Reproduce all of the rows below word for word, omitting the pictures.

[Coordinate annotation entries]
────

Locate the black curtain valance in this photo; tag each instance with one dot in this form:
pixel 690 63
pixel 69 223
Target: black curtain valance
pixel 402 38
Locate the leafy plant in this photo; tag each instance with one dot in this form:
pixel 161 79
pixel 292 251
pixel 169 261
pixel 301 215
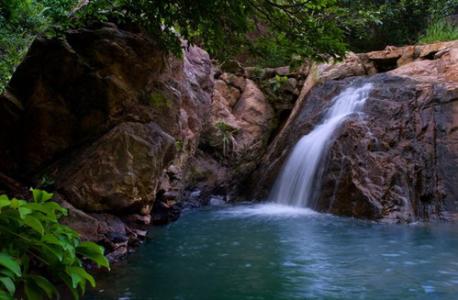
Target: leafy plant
pixel 226 133
pixel 37 252
pixel 278 82
pixel 439 31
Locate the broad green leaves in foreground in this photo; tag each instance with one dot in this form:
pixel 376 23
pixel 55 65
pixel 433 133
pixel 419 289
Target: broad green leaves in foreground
pixel 37 252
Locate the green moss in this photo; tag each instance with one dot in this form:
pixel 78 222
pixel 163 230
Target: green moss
pixel 158 100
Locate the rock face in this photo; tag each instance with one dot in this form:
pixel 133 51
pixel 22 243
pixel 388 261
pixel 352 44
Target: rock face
pixel 108 117
pixel 240 124
pixel 399 161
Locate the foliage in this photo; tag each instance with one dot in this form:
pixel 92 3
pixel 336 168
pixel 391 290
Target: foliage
pixel 278 82
pixel 396 22
pixel 20 22
pixel 439 31
pixel 37 252
pixel 226 133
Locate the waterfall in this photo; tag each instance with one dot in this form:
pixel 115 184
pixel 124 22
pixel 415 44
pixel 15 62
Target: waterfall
pixel 295 184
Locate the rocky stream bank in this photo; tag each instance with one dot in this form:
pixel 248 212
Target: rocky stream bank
pixel 126 136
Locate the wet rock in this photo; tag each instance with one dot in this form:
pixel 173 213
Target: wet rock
pixel 398 161
pixel 110 118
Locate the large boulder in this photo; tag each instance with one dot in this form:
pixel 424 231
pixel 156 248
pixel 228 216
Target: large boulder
pixel 237 133
pixel 399 161
pixel 107 120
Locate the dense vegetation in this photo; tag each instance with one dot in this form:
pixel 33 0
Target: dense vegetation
pixel 37 252
pixel 271 32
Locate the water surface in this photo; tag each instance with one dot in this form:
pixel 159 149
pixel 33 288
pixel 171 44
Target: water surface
pixel 270 251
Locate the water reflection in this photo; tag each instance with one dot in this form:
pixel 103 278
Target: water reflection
pixel 268 252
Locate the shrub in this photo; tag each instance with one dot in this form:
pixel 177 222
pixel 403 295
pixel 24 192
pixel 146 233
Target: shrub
pixel 439 31
pixel 37 252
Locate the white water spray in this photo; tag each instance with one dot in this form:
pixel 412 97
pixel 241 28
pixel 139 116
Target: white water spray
pixel 294 186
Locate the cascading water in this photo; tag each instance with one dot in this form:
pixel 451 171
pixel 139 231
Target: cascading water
pixel 294 186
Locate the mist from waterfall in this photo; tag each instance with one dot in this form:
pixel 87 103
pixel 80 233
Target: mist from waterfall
pixel 295 184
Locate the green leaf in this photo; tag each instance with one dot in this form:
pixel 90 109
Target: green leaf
pixel 78 274
pixel 24 211
pixel 51 239
pixel 9 285
pixel 16 203
pixel 32 291
pixel 44 285
pixel 4 201
pixel 10 263
pixel 35 224
pixel 40 196
pixel 5 296
pixel 75 277
pixel 69 284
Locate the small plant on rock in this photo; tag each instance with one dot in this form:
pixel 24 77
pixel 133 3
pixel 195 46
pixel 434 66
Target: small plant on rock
pixel 37 252
pixel 226 132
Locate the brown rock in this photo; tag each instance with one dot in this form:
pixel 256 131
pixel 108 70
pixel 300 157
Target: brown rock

────

» Reply to the exercise
Locate the black curtain valance in this photo; tag each instance with one dot in this form:
pixel 690 63
pixel 69 223
Target: black curtain valance
pixel 402 38
Locate the leafy plant in this photo; tag each instance with one dot in this form:
pixel 161 79
pixel 292 251
pixel 169 261
pixel 301 215
Target: leafy plant
pixel 226 133
pixel 37 252
pixel 278 82
pixel 439 31
Locate the broad green leaves in foreground in this photo; tag each instance with one dot in this form:
pixel 376 23
pixel 55 65
pixel 433 133
pixel 419 289
Target: broad green leaves in foreground
pixel 37 252
Locate the green moss in this photo; tag each instance with one dot in this form:
pixel 78 222
pixel 163 230
Target: green moss
pixel 158 100
Locate the rock face in this photo; tag each instance with one dot in this form:
pixel 133 51
pixel 22 243
pixel 388 261
pixel 352 44
Target: rock face
pixel 108 117
pixel 240 124
pixel 399 161
Locate the foliage in this photo; tag each instance with one dot in this form:
pixel 92 3
pixel 336 168
pixel 391 290
Target: foliage
pixel 278 82
pixel 396 22
pixel 20 22
pixel 439 31
pixel 37 252
pixel 226 133
Locate the waterfall in this photo; tag each instance with one dot in this form:
pixel 115 184
pixel 124 22
pixel 415 44
pixel 15 62
Target: waterfall
pixel 295 184
Locate the rocky stream bank in this photo; tag each instance with one dot in this form:
pixel 248 212
Target: rocky stream bank
pixel 126 136
Locate the wet rock in this photo; tag each instance with one dot in this form:
pixel 173 213
Target: wet rock
pixel 398 161
pixel 110 118
Locate the large boulder in this photo; tag each instance with one dot in this form:
pixel 424 231
pixel 156 248
pixel 228 216
Target: large boulder
pixel 237 133
pixel 399 161
pixel 107 120
Locate the dense vegetation in this photo; tag each instance with one dot in this form:
pixel 33 0
Target: dense vegetation
pixel 37 252
pixel 271 32
Locate the water surface in this photo; tag each instance with one dot in this form:
pixel 159 149
pixel 33 288
pixel 171 44
Target: water surface
pixel 270 251
Locate the water reflection in this photo; tag each instance with one dot in this form:
pixel 103 278
Target: water reflection
pixel 268 252
Locate the shrub in this photo; tag each instance with one dot in this form:
pixel 177 222
pixel 403 295
pixel 24 192
pixel 146 233
Target: shrub
pixel 439 31
pixel 37 252
Locate the white water spray in this photo; tag each instance with one dot in this form:
pixel 412 97
pixel 241 28
pixel 139 116
Target: white water spray
pixel 294 186
Locate the cascading water in this photo; tag each instance with one dot in this form:
pixel 451 171
pixel 139 231
Target: cascading water
pixel 294 186
Locate the mist from waterfall in this photo; tag each instance with one dot in this form:
pixel 87 103
pixel 80 233
Target: mist from waterfall
pixel 295 184
Locate the green leaf in this photo; tag each instance with one dot in this form:
pixel 90 109
Target: green leaf
pixel 78 274
pixel 24 211
pixel 51 239
pixel 9 285
pixel 16 203
pixel 32 291
pixel 44 285
pixel 4 201
pixel 10 263
pixel 35 224
pixel 40 196
pixel 5 296
pixel 75 277
pixel 69 284
Locate the small plant on rock in this photo; tag each instance with one dot in this form:
pixel 24 77
pixel 133 3
pixel 195 46
pixel 434 66
Target: small plant on rock
pixel 37 252
pixel 226 132
Locate the brown rock in this photo; tag each instance with one dot in this form:
pixel 256 131
pixel 108 70
pixel 300 157
Target: brown rock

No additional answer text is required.